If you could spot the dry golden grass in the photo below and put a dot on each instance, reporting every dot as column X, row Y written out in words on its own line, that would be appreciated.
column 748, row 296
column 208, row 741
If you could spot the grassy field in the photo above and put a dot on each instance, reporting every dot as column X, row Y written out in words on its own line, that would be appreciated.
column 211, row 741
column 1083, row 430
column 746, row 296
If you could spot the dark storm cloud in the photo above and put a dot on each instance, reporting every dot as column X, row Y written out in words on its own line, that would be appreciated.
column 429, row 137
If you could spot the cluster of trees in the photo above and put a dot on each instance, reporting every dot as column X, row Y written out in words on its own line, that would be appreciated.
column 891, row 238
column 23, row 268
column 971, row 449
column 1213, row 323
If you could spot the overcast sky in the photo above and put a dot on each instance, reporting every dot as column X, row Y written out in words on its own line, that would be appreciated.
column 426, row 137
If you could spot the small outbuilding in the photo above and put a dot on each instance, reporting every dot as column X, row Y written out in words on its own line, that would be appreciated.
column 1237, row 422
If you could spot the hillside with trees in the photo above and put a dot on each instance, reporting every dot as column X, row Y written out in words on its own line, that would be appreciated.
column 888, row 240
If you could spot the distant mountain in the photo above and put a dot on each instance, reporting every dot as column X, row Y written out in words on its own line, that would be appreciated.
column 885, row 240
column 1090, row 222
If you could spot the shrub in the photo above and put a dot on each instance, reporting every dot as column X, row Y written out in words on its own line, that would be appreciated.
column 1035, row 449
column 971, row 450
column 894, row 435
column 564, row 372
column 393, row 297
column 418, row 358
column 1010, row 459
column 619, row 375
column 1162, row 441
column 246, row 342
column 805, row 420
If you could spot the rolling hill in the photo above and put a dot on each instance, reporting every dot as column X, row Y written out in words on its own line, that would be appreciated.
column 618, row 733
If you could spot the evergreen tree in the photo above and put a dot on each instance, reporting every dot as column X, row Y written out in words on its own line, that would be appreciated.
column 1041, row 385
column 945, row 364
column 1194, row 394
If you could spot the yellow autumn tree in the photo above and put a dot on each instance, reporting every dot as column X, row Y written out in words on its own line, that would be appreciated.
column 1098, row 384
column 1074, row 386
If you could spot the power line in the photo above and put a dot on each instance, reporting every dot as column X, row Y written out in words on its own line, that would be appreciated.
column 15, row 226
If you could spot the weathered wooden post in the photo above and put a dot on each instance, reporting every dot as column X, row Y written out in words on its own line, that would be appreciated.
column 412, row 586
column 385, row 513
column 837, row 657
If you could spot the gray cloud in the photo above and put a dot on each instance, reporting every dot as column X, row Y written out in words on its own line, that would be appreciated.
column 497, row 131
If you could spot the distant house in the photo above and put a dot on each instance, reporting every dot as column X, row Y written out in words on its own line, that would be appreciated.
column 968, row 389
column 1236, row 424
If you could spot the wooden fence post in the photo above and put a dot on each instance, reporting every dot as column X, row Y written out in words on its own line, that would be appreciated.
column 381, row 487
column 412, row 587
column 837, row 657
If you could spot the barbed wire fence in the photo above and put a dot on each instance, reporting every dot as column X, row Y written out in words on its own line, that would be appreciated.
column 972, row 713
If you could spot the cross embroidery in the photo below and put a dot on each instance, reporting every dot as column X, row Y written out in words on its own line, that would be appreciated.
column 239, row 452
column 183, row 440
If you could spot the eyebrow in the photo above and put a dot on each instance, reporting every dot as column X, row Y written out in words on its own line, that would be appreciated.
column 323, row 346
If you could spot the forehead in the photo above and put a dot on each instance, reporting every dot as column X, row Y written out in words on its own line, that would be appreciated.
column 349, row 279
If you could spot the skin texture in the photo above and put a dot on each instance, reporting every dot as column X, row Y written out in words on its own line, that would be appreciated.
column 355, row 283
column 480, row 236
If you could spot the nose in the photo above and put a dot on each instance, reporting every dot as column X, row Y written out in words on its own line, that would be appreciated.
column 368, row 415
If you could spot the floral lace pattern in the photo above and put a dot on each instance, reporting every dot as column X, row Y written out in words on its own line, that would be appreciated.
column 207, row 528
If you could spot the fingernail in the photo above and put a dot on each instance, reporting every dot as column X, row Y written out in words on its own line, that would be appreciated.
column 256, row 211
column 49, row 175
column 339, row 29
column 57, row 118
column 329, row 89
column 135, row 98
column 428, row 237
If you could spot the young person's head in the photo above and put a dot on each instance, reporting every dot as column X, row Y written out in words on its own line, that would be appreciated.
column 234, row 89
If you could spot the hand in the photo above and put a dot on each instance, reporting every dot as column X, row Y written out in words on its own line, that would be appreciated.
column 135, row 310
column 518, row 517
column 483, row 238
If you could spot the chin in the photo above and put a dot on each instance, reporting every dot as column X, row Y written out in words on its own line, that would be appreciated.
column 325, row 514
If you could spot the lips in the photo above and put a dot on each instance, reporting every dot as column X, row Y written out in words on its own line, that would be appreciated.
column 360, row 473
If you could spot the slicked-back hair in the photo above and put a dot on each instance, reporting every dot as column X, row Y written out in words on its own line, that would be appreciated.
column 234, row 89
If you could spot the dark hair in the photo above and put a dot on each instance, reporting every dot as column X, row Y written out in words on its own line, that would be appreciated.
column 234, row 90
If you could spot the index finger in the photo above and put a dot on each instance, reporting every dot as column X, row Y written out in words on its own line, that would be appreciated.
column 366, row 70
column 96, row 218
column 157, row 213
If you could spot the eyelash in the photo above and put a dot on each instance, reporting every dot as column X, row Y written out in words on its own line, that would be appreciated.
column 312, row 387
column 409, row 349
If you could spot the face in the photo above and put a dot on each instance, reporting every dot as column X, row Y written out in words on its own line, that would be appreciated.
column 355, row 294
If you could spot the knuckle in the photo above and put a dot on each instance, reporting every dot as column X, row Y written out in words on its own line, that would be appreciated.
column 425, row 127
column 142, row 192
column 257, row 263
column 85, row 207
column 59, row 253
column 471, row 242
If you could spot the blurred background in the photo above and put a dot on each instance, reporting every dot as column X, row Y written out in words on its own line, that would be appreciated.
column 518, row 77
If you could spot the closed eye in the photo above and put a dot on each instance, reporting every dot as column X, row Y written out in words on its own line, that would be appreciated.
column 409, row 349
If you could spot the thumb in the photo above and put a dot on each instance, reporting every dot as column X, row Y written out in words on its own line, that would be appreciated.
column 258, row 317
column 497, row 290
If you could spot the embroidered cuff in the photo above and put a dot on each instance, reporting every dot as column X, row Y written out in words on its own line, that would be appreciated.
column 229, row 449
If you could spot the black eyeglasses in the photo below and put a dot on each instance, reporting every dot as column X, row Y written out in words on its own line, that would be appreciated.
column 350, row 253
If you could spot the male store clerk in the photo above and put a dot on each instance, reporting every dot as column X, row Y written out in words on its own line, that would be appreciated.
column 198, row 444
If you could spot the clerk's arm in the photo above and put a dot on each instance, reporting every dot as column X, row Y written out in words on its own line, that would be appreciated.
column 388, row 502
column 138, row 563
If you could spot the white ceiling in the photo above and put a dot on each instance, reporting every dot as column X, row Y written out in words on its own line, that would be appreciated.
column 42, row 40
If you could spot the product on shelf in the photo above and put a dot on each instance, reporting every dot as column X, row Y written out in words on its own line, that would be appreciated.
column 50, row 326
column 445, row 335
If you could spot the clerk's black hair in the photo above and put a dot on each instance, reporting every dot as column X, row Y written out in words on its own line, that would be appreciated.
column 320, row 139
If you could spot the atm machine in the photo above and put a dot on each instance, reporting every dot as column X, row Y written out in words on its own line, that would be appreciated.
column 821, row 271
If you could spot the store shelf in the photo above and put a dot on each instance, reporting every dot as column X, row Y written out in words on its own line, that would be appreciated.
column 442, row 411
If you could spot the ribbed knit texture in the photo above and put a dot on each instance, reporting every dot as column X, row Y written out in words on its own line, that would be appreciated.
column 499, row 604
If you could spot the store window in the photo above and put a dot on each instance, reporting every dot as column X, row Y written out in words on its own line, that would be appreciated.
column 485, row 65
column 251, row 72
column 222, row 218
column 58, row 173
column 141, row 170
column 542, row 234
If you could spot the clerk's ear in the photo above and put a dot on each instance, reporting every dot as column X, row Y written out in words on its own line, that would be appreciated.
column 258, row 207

▬▬▬

* _Task instructions_
Only the lines from the one that contains "If you could spot the white" to the end of the data should be output, exactly as they appear.

* _Response area_
If you could spot the white ceiling in the photo above and put a dot on each instance, reporting every dot as column X, row Y written out in words on its own line, that would be appreciated.
column 42, row 40
If you could spot the product on shelf in the photo above and put a dot on each instance, reporting every dot as column X, row Y written out in words on its own line, that would be appreciated.
column 50, row 326
column 445, row 335
If you could spot the clerk's black hair in the photo above and put a dot on each instance, reporting every dot as column X, row Y written out in words on its own line, that would be appreciated.
column 320, row 139
If you could spot the atm machine in the photo above and put a dot on each instance, reporting every dot as column X, row Y written out in words on its own line, that would be appreciated.
column 821, row 271
If you could spot the store shelf in the photo above and put a dot on each instance, reporting every dot as column X, row Y written out in words on its own line, that would be appreciated.
column 442, row 411
If you could spot the ribbed knit texture in the photo above and put a dot on each instance, reporting every dot as column X, row Y written out in words on its own line, that would be appreciated.
column 499, row 604
If you could spot the store window in the photo above and put a dot on each instance, reporting every dot as column X, row Y written out in words on its own line, that would be appreciated.
column 485, row 65
column 251, row 72
column 222, row 218
column 58, row 173
column 141, row 170
column 542, row 234
If you could spot the clerk's ear in the photo above and put a dot on each instance, reporting every dot as column X, row Y written out in words on its own line, that would be appreciated.
column 258, row 207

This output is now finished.